▶

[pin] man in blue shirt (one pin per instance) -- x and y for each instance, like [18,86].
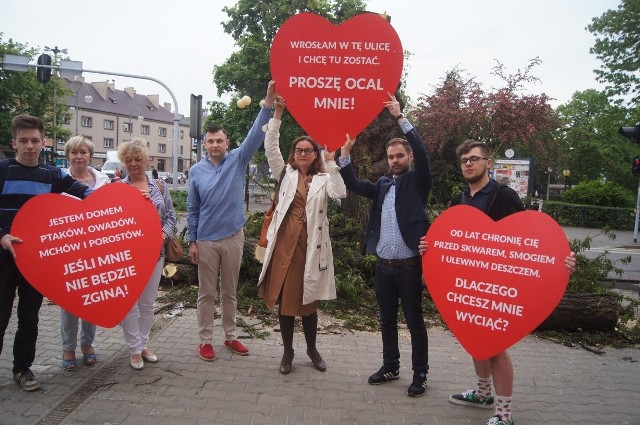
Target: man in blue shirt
[215,223]
[397,219]
[22,178]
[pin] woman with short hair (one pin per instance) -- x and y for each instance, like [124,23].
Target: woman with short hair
[79,152]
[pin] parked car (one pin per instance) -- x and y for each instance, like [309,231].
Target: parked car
[110,167]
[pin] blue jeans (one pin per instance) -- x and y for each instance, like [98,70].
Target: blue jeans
[69,331]
[29,302]
[405,284]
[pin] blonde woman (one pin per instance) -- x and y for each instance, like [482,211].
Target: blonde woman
[136,325]
[79,152]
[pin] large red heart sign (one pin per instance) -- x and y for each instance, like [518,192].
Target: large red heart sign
[494,282]
[92,257]
[335,79]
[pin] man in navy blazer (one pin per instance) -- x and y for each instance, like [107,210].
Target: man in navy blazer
[397,220]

◀

#### [TASK DETAILS]
Wherever the string "each" appears in the entries, copy that line.

#### [WRITTEN RESPONSE]
[pin] man in blue shirt (one pin per instance) -- x and y for each instance, like [18,86].
[pin] woman with short hair (one pin per instance) -- x and y for each instance, like [124,23].
[pin] parked car (one pin per instance) -- x and y for each instance, like [309,231].
[pin] blue jeans (one pin per instance) -- x and y for each instance, like [98,70].
[pin] blonde woman (one pin per instance) -- x and y for each instance, like [482,211].
[pin] large red heart sign (one pin per instance) -- x and y for each instance, like [518,192].
[pin] man in navy blazer (one pin per instance) -- x and y for each instance, like [107,210].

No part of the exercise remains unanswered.